Excerpted text:
"""

Nigeria’s two main rivers, the Niger and the Benue, burst their banks after heavy rain began falling in August, and the country has been experiencing large-scale floods.
The disaster is now affecting 12 out of 36 states according to the National Emergency Management Agency, with 176,300 people displaced, more than 150,000 hectares of farmland inundated, 17,800 houses washed away, and 321 roads and bridges destroyed.
As of Monday, the floods had claimed about 200 lives. A state of national disaster has been declared in the four most-affected states: Kogi, Niger, Anambra and Delta.
The United Nations and its partners are carrying out rapid assessments and scaling up support to the Government’s emergency response. In particular, the World Health Organization (WHO) has deployed experts to strengthen surveillance and early warning systems and is working to ensure that essential drugs are available in newly-created camps for displaced families.
“In addition to the immediate destructions and loss of lives, floods can severely affect the health of the affected population, even after the water levels have receded,” said the head of WHO in Nigeria, Dr. Wondimagegnehu Alemu, in a statementreleased on Thursday.

"""

Provided material:
"""

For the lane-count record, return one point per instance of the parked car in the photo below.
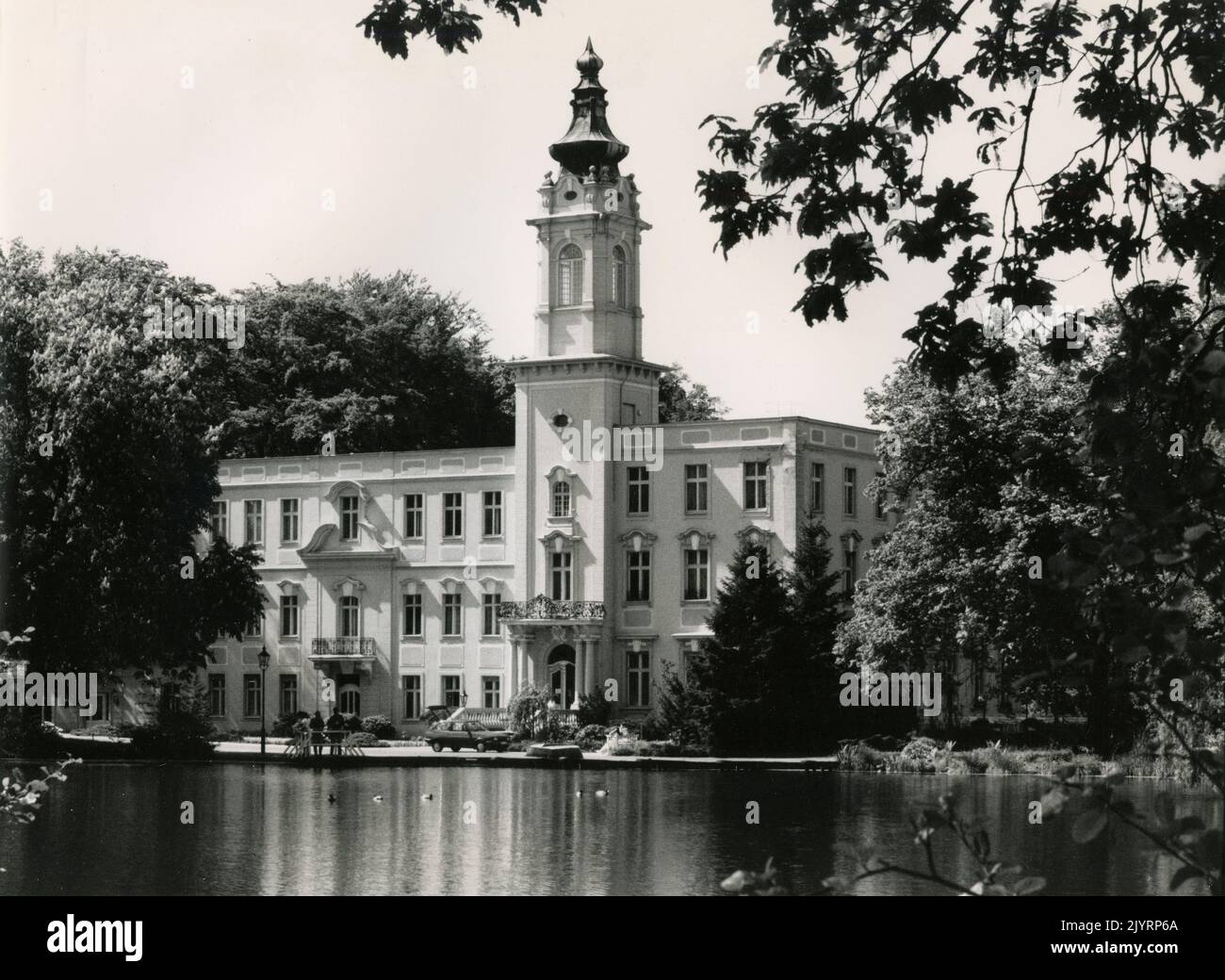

"""

Parts of the exercise:
1) According to the report on Nigeria's floods, in which four states has a state of national disaster been declared?
2) Continue the report on Nigeria's floods from its last sentence.
The listing isn't needed for anything here.

Results for each task:
1) Kogi, Niger, Anambra and Delta.

2)
Floods and their consequences – including a lack of drinkable water, shelter, and overflowing sanitation systems – can easily lead to the spread of communicable and water-borne diseases, such as cholera and malaria. In addition, access to healthcare and essential drugs can be difficult if health facilities are damaged.
“We can efficiently mitigate these risks if they are properly assessed and if disaster response measures are in place,” Dr. Alemu explained.
To facilitate the mobilization of resources for the response to the flooding, the International Federation of Red Cross and Red Crescent Societies (IFRC) launched an emergency appeal, seeking close to US$5.5 million. The funds are to support 300,000 of the most vulnerable flood-affected people for the next nine months, with shelter and basic household items; protection and livelihoods assistance, including through cash transfers; health care provision; water and sanitation supplies.
The country’s north-east is in the grip of one of the world’s worst humanitarian crises due to conflict, and already suffering various cholera outbreaks in the states of Borno, Adamawa and Yobe, making it crucial for humanitarian partners to effectively monitor and control the effects of the flooding in the rest of the country.
In the coming days, the UN humanitarian chief, Mark Lowcock, and the head of the UN Development Programme, Achim Steiner, will visit the region, spending Friday and Saturday in Nigeria, and then moving on to neighbouring Chad.